* _Challenge_: Copy the listing from the line containing "[locate] the alloy" through the end, inclusive, swapping "alloy wheel" for "wheel rim" and leaving everything else unchanged.

Point labeling listing

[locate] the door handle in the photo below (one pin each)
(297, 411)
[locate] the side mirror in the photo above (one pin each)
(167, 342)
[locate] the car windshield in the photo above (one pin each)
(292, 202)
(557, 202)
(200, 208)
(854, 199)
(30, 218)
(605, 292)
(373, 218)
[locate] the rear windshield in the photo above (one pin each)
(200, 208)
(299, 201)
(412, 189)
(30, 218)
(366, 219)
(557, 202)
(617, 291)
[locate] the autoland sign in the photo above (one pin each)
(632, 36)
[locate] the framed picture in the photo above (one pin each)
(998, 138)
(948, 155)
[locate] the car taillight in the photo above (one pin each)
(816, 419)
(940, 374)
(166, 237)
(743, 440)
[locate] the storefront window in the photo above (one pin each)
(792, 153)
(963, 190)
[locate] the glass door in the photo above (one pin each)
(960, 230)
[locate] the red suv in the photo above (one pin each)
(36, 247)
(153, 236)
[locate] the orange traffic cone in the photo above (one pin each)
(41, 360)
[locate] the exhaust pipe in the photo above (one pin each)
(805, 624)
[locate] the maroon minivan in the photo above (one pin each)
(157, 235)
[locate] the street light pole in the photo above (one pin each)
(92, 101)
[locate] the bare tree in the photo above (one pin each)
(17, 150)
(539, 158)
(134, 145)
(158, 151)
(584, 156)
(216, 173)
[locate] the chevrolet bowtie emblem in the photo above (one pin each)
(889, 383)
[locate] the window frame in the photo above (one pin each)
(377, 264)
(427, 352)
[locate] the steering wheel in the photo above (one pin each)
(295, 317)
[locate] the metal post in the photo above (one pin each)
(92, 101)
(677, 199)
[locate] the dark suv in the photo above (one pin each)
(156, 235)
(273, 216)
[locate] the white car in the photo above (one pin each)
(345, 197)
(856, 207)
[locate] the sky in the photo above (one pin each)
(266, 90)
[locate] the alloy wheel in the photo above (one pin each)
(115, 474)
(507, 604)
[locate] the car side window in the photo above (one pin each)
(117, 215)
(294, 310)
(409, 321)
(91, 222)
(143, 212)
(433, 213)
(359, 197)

* _Final answer_:
[locate] the wheel rim in the photo above (one pin each)
(115, 474)
(507, 604)
[locate] the car side window in the photo above (one pin each)
(117, 215)
(294, 310)
(409, 321)
(91, 222)
(143, 212)
(433, 213)
(359, 197)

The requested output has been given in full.